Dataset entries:

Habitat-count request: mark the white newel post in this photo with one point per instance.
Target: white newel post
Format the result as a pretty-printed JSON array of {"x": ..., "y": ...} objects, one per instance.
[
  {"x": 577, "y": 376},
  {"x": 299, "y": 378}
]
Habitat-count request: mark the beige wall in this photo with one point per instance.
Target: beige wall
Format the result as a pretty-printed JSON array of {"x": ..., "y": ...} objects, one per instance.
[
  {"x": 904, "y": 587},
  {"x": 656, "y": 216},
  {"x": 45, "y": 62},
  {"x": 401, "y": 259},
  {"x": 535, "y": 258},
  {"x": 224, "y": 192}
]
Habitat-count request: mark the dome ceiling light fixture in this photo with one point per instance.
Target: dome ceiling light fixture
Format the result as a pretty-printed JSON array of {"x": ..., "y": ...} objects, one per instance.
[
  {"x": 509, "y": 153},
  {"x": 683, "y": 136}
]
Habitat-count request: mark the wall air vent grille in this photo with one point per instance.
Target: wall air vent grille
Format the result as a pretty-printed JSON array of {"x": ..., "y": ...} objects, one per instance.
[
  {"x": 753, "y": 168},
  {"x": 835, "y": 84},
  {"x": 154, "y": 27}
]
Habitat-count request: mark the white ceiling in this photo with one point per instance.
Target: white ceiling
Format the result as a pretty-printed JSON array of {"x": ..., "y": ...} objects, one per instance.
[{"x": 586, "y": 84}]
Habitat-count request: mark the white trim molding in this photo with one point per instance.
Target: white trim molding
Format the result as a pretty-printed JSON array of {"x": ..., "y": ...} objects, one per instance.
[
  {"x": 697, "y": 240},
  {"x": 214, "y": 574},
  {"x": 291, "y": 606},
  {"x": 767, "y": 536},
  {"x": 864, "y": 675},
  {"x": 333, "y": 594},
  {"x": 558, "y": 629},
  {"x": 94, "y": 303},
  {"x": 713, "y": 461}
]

--

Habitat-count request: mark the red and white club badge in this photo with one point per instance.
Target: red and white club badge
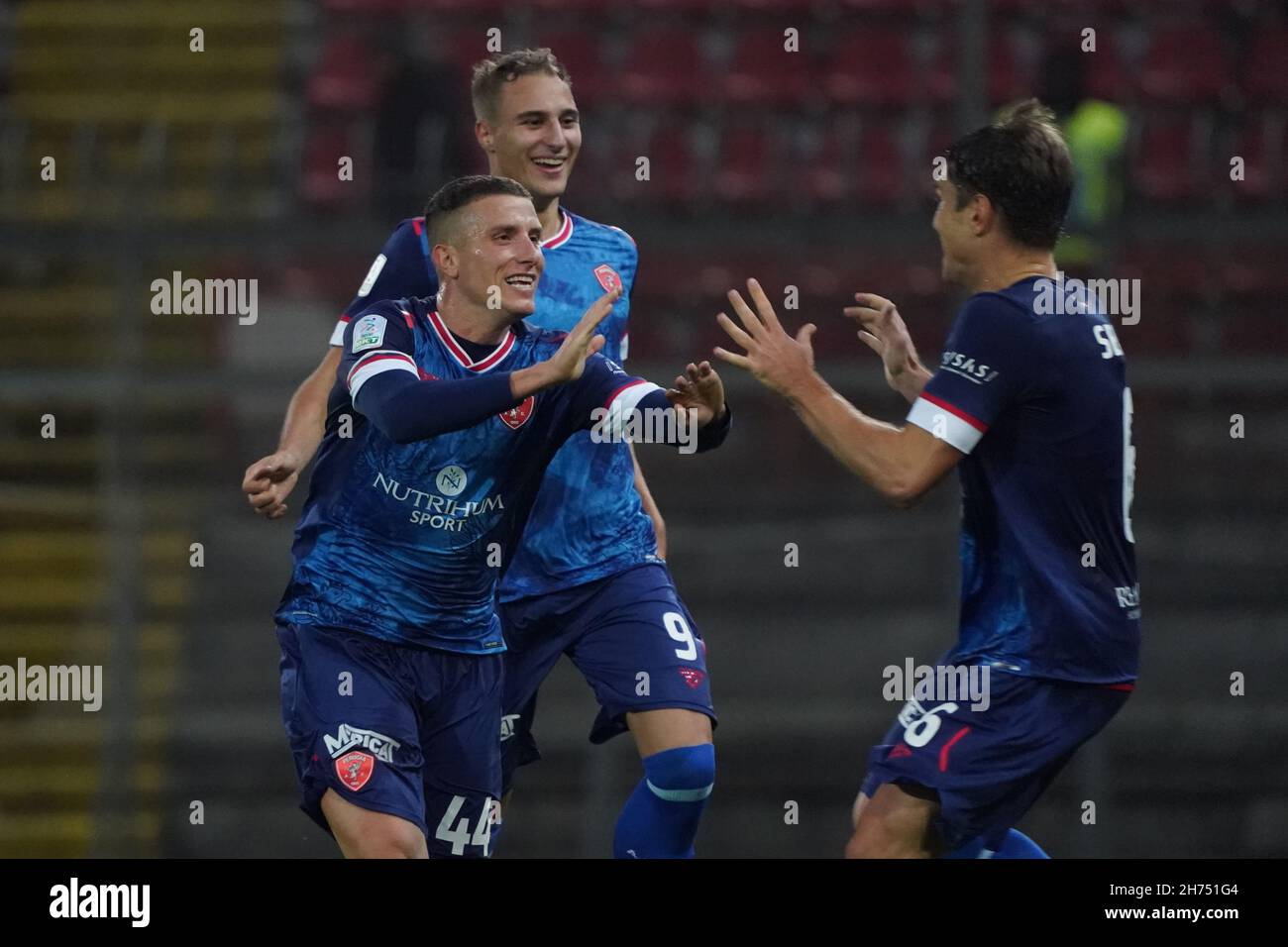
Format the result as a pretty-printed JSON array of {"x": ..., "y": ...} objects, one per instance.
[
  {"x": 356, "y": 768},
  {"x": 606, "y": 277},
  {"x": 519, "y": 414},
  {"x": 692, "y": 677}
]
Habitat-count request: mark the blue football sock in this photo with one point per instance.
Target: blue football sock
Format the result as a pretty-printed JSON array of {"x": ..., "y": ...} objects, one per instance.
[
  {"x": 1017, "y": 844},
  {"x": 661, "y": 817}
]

* * *

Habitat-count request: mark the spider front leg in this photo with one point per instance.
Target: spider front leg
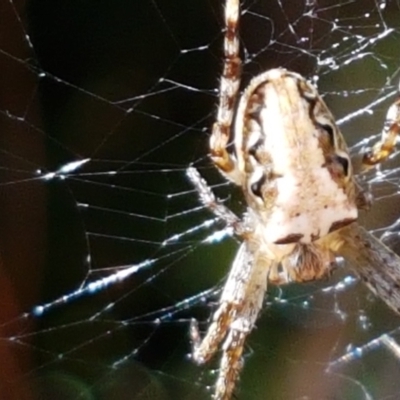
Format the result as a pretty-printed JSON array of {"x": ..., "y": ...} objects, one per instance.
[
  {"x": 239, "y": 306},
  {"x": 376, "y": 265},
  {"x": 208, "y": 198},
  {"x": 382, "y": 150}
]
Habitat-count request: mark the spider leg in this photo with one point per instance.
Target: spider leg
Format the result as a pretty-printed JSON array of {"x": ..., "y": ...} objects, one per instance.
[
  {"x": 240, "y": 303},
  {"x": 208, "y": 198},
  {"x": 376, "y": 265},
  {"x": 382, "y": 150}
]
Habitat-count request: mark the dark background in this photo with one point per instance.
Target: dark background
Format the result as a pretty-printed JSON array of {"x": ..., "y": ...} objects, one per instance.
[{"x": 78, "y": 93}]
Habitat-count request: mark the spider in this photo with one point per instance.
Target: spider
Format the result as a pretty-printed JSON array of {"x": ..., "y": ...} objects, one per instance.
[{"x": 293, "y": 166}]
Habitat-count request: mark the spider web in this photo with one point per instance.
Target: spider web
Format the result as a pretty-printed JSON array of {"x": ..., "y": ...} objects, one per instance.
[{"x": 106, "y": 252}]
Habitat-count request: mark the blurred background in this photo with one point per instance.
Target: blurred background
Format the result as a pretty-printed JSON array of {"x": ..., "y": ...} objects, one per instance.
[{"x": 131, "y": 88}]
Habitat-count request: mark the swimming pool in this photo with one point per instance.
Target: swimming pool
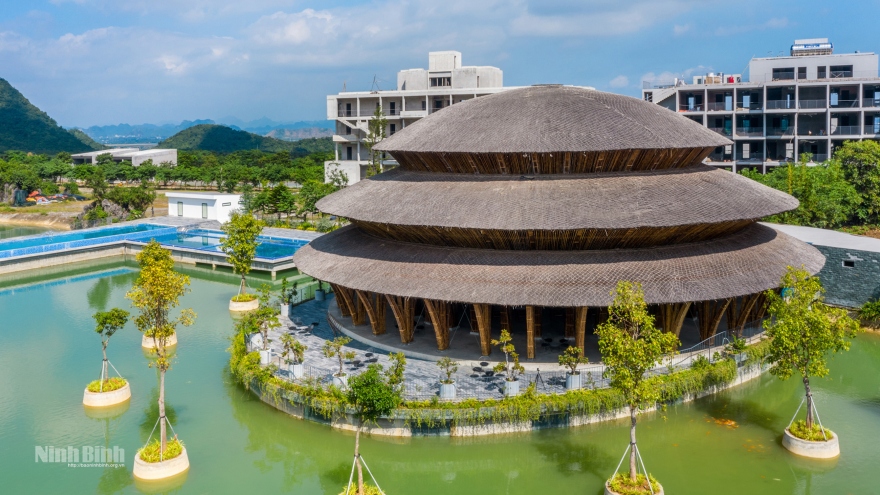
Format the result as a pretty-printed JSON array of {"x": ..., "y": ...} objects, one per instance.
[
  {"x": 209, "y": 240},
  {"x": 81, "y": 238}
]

# REQUIREMENT:
In the records above, find the line with "Habitat-count request: mark the spider front" and the line with "Target: swimming pool", then restate word for word only those two lines and all lines between, omitting pictures.

# REPLY TO THE TASK:
Habitat-count request: mark the spider front leg in this photo with one point per instance.
Target: spider front leg
Format the result as a pretty-printed JSON array of {"x": ..., "y": ...} objects, one per instance.
[
  {"x": 239, "y": 306},
  {"x": 376, "y": 265},
  {"x": 208, "y": 198},
  {"x": 382, "y": 150}
]
Habitat-count request: mark the spider leg in this photo with one point per instance.
Target: spider leg
Format the result as a pretty-printed JSON array of {"x": ..., "y": ...} objects, one per instance.
[
  {"x": 240, "y": 303},
  {"x": 208, "y": 198},
  {"x": 376, "y": 265},
  {"x": 382, "y": 150}
]
Habitat-count request: mark the dark background in this photo with one point per instance.
Target: dark background
Format the result as a pretty-printed JSON array of {"x": ..., "y": ...} objects, one per instance.
[{"x": 78, "y": 93}]
Habitat-count request: mark the spider in this photo with one point per instance.
Target: spider
Format the result as a pretty-printed JSON array of {"x": ..., "y": ...} objects, one per instance.
[{"x": 293, "y": 166}]
Habitat-count request: mark the spider web in this photo with one point per instance.
Target: spider web
Format the result as a pretty-printed JSON array of {"x": ..., "y": ...} objects, one per instance.
[{"x": 106, "y": 252}]
Habitat-count request: mark the blurred background in this photo with one point per instance.
Target: blurred background
Format the result as a pretty-printed JSON array of {"x": ..., "y": ...} objects, one per instance.
[{"x": 131, "y": 88}]
Habitat-count request: mark the swimming pool in this photo with one point per instance.
Target: swimming pool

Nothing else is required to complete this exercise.